- _WHAT IS REQUIRED_
Retype each record below word for word, pictures excluded.

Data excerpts
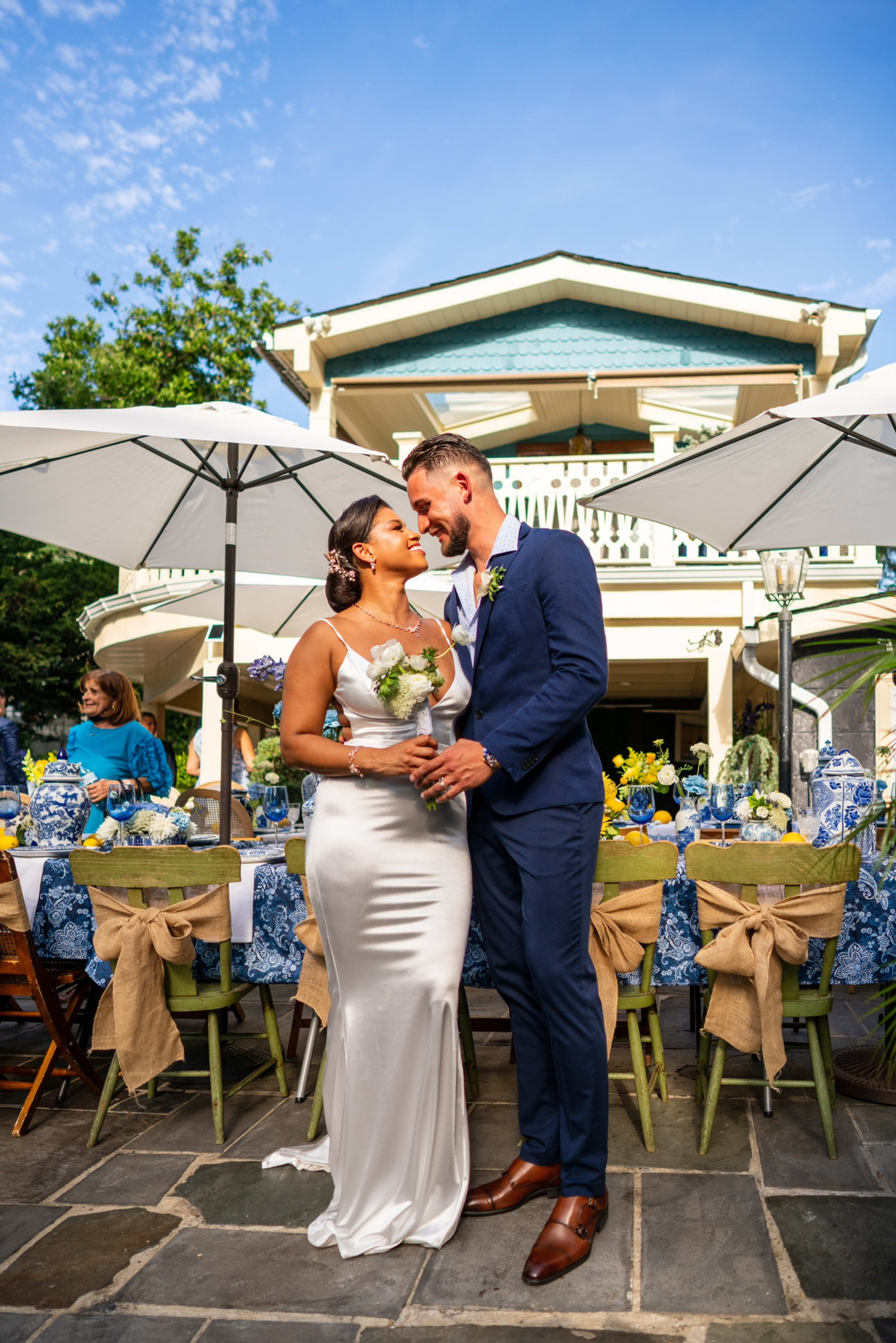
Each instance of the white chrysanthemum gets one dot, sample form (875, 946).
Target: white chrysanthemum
(413, 690)
(162, 828)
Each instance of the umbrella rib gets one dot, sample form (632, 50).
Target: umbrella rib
(199, 457)
(792, 487)
(706, 449)
(862, 438)
(284, 624)
(183, 496)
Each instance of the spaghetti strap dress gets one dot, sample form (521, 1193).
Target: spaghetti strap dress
(392, 888)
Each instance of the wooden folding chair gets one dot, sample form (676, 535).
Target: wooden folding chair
(620, 863)
(60, 990)
(172, 870)
(295, 851)
(792, 867)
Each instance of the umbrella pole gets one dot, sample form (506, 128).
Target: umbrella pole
(229, 688)
(785, 701)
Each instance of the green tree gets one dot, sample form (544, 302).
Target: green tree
(177, 334)
(42, 649)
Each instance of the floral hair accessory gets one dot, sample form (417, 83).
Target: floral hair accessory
(339, 565)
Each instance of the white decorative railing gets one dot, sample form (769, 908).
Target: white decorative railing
(546, 491)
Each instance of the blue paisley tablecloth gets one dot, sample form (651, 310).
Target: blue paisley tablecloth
(64, 929)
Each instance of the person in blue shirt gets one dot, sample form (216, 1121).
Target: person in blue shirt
(113, 745)
(11, 773)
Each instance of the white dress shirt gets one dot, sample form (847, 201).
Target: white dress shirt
(507, 540)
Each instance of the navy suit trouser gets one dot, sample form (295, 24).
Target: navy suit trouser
(532, 877)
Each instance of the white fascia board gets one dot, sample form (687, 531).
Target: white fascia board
(566, 277)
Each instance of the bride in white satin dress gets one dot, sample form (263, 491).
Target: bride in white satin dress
(392, 888)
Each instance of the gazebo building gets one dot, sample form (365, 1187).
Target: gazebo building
(573, 373)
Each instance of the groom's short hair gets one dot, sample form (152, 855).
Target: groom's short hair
(442, 450)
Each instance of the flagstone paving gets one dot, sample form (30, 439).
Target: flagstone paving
(159, 1236)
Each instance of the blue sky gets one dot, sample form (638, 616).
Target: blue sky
(377, 146)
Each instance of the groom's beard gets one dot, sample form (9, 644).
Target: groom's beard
(456, 542)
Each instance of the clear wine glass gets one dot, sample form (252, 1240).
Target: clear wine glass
(276, 804)
(122, 805)
(722, 804)
(10, 805)
(640, 805)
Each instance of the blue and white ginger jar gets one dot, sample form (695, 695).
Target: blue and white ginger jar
(61, 806)
(840, 797)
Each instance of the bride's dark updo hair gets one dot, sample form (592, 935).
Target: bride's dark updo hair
(355, 524)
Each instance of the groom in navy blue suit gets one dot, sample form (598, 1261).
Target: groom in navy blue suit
(527, 616)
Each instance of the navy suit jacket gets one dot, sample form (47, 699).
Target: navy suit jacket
(541, 667)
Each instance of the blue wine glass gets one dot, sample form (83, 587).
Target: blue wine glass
(276, 804)
(641, 805)
(722, 804)
(122, 805)
(10, 805)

- _OUTPUT_
Each instance of the white chrysanthemum gets one dot, sample form (875, 946).
Target: white chrysanthemum
(413, 690)
(162, 828)
Each instance of the umbrella rib gets one dot, sample form (632, 50).
Target: umbrella rib
(199, 457)
(792, 487)
(706, 449)
(862, 438)
(284, 624)
(183, 496)
Each instance of the spaghetti strap dress gets one dot, sample form (521, 1193).
Target: spaghetti strap dress
(392, 888)
Each instance of the wooden folding chair gets one dot, sample form (676, 535).
Target: wooden folding chair
(620, 863)
(60, 990)
(172, 870)
(295, 851)
(792, 867)
Each instance of the umbrella pole gets one dot, sample form (506, 128).
Target: umbrella pole
(229, 688)
(785, 701)
Each instance of the green tree gets one dot, sample form (544, 302).
Target: green tree
(177, 334)
(42, 649)
Each instance of the floral hair accessory gets one dot, sample form (417, 83).
Target: floral hair accessory
(339, 565)
Each instance of the white decorative railing gets one dot, sample form (769, 908).
Target: white decorative railing
(546, 491)
Each instance of the blue paisley tablecloth gets one dot, sample form (651, 310).
Target: blue paisley tablecloth
(64, 929)
Each instance of the person in blue shirt gets one dot, sample form (216, 1121).
Target: person in blue shirt
(113, 745)
(11, 773)
Each instance of the white dress shirt gets one dot, sample form (847, 201).
Target: white dress shirt
(507, 540)
Each instance of the navy suit trouser gets one dot, sample form (295, 24).
Target: navy suit trouser
(532, 877)
Each instance of the white fascia board gets one dot, sample form (687, 531).
Target: white fascia board
(566, 277)
Each instance of the bride in white satin dress gets one dot, sample form (263, 491).
Target: bride in white satin dress
(392, 888)
Each instance of the gazebo building gets one dot, sample form (365, 1187).
Target: gazebo building
(573, 373)
Each instance of the groom's short hair gets one dot, sample form (152, 855).
Target: groom's short hair
(442, 450)
Each instance of the flagstone paving gets one dot, sample form (30, 439).
Target: flagstone paving
(159, 1236)
Each instance of the blue sky gets one dot, sample form (638, 616).
Target: blue sky
(377, 146)
Each instance of the groom's beard gets one dot, sample form (9, 644).
Target: groom's beard
(456, 542)
Each instance of the clear wine glass gets one dot, sample form (252, 1240).
Target: clear wine glass
(276, 804)
(122, 805)
(722, 804)
(10, 805)
(640, 805)
Each instance of the blue and white ginger jar gets one dot, sample form (695, 695).
Target: blue and white ginger jar
(61, 806)
(840, 797)
Each instance of the bride's dark updo hair gets one dot, sample form (592, 935).
Target: bride's dark updo hair
(355, 524)
Each instance of the groom in navy blue suit gets one dot, sample form (598, 1261).
Target: groom in navy blue suit
(527, 616)
Each instance of the navy suit jacket gets one dot, sample form (47, 699).
Target: navy suit jacket
(541, 667)
Each instance of the blue wine glass gets one dot, sample form (83, 587).
Target: blue wine glass
(276, 804)
(641, 805)
(722, 804)
(122, 805)
(10, 805)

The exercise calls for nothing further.